◆ Ketentuan Tugas
1. Salin dengan tepat bagian kutipan halaman tentang zakat, dimulai dari "Senja Ramadan 2025 Hari" dan diakhiri dengan "yang berhak menerimanya.".
2. Teruskan tulisan mengenai zakat menurut kitab Fathul Mu'in setelah kalimat terakhir yang tercantum.

Senja Ramadan di Masjid Besar Baiturrahman Genteng selalu menjadi momen perenungan dan kebersamaan. Di penghujung bulan suci ini, kita menutup perjalanan spiritual dengan amalan yang melengkapi kesempurnaan ibadah, yaitu zakat.
Sebagai bagian dari rukun Islam, zakat bukan sekadar kewajiban materi, tetapi juga simbol kepedulian sosial dan penyucian diri. Dalam kesempatan terakhir di Senja Ramadan 2025 ini, kita akan menelaah makna zakat melalui perspektif kitab Fathul Mu’in, salah satu kitab fikih klasik yang menjadi rujukan utama dalam madzhab Syafi’i.
Senja Ramadan 2025 Hari 30: Jenis-Jenis Zakat Berdasarkan Fathul Mu'in
Kitab Fathul Mu’in menjelaskan bahwa zakat memiliki dimensi ibadah dan sosial yang tak terpisahkan. Zakat bukan hanya kewajiban bagi yang mampu, tetapi juga hak bagi mereka yang berhak menerimanya.

◆ Data yang Disediakan
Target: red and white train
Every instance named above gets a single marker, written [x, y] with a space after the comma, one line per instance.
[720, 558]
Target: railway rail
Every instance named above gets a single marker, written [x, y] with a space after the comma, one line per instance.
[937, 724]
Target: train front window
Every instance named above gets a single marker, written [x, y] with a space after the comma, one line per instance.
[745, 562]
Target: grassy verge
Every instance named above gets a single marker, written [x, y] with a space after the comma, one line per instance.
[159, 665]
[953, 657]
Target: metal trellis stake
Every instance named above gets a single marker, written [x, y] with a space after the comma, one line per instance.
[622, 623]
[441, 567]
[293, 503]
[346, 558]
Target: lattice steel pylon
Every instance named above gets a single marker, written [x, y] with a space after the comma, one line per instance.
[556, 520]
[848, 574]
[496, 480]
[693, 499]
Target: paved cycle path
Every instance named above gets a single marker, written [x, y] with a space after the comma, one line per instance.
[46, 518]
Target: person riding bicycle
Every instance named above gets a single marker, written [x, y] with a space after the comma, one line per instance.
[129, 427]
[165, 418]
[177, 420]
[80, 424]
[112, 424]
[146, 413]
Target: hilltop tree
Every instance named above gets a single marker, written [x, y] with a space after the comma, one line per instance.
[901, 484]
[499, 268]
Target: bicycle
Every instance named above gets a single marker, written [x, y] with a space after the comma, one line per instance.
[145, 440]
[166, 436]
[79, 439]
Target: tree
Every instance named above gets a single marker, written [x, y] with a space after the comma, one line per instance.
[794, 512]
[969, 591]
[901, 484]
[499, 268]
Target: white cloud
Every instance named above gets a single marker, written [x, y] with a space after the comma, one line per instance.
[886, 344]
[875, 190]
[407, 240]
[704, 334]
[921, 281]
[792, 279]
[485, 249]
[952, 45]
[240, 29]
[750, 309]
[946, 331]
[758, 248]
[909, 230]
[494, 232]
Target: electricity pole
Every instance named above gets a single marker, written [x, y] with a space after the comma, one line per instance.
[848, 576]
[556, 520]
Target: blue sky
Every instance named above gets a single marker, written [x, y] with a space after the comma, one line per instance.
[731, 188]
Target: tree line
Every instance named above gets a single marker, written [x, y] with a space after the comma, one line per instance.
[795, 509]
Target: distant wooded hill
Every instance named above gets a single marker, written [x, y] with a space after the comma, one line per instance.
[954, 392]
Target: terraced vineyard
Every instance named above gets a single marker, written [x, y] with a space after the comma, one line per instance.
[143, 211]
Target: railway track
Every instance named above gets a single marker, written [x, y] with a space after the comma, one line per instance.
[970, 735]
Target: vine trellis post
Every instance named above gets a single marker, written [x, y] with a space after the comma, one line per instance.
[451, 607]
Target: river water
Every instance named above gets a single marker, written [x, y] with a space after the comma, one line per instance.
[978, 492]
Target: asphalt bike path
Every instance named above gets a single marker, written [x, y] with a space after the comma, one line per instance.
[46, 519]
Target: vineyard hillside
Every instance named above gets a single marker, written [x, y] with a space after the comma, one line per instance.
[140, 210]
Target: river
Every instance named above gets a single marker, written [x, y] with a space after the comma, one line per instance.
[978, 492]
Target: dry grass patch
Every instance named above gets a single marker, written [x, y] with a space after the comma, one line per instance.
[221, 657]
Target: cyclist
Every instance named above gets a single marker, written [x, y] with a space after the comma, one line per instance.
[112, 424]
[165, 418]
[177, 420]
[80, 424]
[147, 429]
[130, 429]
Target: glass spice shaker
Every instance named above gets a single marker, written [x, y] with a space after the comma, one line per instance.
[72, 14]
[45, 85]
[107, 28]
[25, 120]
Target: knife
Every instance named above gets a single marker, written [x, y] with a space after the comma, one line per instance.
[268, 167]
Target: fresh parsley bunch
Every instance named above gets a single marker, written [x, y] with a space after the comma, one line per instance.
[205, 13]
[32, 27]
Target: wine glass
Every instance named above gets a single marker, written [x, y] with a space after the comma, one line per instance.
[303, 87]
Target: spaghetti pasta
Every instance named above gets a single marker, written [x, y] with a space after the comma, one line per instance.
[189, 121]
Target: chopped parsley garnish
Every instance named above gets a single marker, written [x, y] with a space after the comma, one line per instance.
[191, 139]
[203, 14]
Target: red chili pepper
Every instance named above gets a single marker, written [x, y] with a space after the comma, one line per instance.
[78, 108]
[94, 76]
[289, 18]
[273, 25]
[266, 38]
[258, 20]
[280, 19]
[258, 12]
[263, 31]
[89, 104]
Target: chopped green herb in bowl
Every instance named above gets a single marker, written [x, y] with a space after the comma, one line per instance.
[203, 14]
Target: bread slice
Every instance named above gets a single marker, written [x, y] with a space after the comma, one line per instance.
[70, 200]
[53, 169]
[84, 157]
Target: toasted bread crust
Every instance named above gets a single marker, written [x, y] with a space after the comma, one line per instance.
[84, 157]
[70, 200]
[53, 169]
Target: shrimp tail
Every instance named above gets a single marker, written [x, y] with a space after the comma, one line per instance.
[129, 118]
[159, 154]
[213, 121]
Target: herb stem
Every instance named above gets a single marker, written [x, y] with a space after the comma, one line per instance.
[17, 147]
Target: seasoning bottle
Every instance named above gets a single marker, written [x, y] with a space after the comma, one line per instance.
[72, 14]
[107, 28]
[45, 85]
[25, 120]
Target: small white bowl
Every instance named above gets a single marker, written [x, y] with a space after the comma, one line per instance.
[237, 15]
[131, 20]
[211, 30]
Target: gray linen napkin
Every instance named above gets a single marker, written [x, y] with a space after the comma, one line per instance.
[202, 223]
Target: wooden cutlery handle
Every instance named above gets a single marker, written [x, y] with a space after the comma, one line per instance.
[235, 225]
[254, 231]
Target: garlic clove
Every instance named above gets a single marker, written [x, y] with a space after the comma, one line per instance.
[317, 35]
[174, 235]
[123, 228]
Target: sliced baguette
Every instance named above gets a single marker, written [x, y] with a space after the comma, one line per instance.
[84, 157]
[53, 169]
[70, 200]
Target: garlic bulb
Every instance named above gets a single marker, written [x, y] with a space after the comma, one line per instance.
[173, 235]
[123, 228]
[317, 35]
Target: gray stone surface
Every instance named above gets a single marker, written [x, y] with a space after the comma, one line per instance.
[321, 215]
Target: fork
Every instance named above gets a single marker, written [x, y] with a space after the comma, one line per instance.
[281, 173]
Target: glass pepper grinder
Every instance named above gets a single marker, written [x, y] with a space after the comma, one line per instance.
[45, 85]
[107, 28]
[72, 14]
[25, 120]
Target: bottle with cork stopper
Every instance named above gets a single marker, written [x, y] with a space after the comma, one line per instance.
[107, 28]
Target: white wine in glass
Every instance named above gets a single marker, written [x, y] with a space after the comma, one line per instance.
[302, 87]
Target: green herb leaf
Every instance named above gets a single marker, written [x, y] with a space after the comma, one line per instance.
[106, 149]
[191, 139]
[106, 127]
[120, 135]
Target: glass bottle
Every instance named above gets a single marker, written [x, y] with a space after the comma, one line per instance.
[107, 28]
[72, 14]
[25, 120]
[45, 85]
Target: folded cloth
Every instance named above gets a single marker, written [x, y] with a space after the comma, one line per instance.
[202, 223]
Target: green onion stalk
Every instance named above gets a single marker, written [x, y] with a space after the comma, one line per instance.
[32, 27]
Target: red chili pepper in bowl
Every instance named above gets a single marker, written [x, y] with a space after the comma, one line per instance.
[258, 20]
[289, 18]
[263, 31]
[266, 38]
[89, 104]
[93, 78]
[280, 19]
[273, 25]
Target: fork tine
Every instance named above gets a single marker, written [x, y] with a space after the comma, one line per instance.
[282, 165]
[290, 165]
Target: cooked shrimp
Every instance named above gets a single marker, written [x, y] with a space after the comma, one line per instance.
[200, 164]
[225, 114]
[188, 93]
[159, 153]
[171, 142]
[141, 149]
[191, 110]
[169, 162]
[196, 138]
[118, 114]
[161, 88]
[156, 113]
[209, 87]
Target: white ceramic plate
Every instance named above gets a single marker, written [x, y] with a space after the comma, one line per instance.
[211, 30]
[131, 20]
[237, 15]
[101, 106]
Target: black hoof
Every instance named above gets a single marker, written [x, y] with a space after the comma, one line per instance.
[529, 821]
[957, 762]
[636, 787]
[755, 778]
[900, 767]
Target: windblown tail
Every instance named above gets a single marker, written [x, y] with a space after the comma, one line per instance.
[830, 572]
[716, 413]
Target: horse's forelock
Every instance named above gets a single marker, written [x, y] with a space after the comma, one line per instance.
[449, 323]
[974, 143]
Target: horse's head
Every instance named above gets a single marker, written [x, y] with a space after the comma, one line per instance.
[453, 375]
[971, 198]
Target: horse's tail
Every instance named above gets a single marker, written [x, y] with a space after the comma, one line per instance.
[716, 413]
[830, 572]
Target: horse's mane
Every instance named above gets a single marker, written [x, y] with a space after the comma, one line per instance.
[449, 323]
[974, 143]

◆ Jawaban Akhir
1.
Senja Ramadan 2025 Hari 30: Jenis-Jenis Zakat Berdasarkan Fathul Mu'in
Kitab Fathul Mu’in menjelaskan bahwa zakat memiliki dimensi ibadah dan sosial yang tak terpisahkan. Zakat bukan hanya kewajiban bagi yang mampu, tetapi juga hak bagi mereka yang berhak menerimanya.

2.
Berbeda dengan Kitab Ihya Ulumuddin yang mengklasifikasi jenis zakat menjadi 6 bagian, Dalam kitab ini hanya difokuskan pada 2 jenis saja, yakni Zakat Mal dan Zakat Fitrah. Meski begitu, dalam kitab ini dijelaskan juga tentang syarat, ketentuan, serta hikmah dari zakat yang bertujuan untuk membersihkan harta dan menumbuhkan solidaritas umat. Maka, di malam terakhir Ramadan ini, kita renungkan kembali makna zakat sebagai bekal menuju Idulfitri, hari kemenangan yang sejati.
Zakat Mal
Zakat mal merupakan salah satu kewajiban bagi setiap Muslim yang memiliki harta mencapai nisab dan telah mencapai haul (satu tahun kepemilikan). Zakat ini mencakup berbagai jenis harta, seperti emas, perak, uang simpanan, hasil perdagangan, hasil pertanian, hingga aset investasi. Tujuan utama dari zakat mal adalah untuk menyucikan harta dan membantu meringankan beban mereka yang membutuhkan, seperti fakir miskin, orang yang berutang, serta mereka yang berjuang di jalan Allah.
Dalam Islam, nisab zakat mal ditentukan berdasarkan kadar 85 gram emas. Artinya, seseorang yang memiliki harta senilai atau melebihi nisab tersebut wajib mengeluarkan zakat sebesar 2,5% dari total harta yang tersimpan selama satu tahun. Perhitungan ini dilakukan untuk memastikan bahwa harta yang dimiliki tidak hanya berputar di kalangan orang kaya, tetapi juga tersebar kepada mereka yang membutuhkan.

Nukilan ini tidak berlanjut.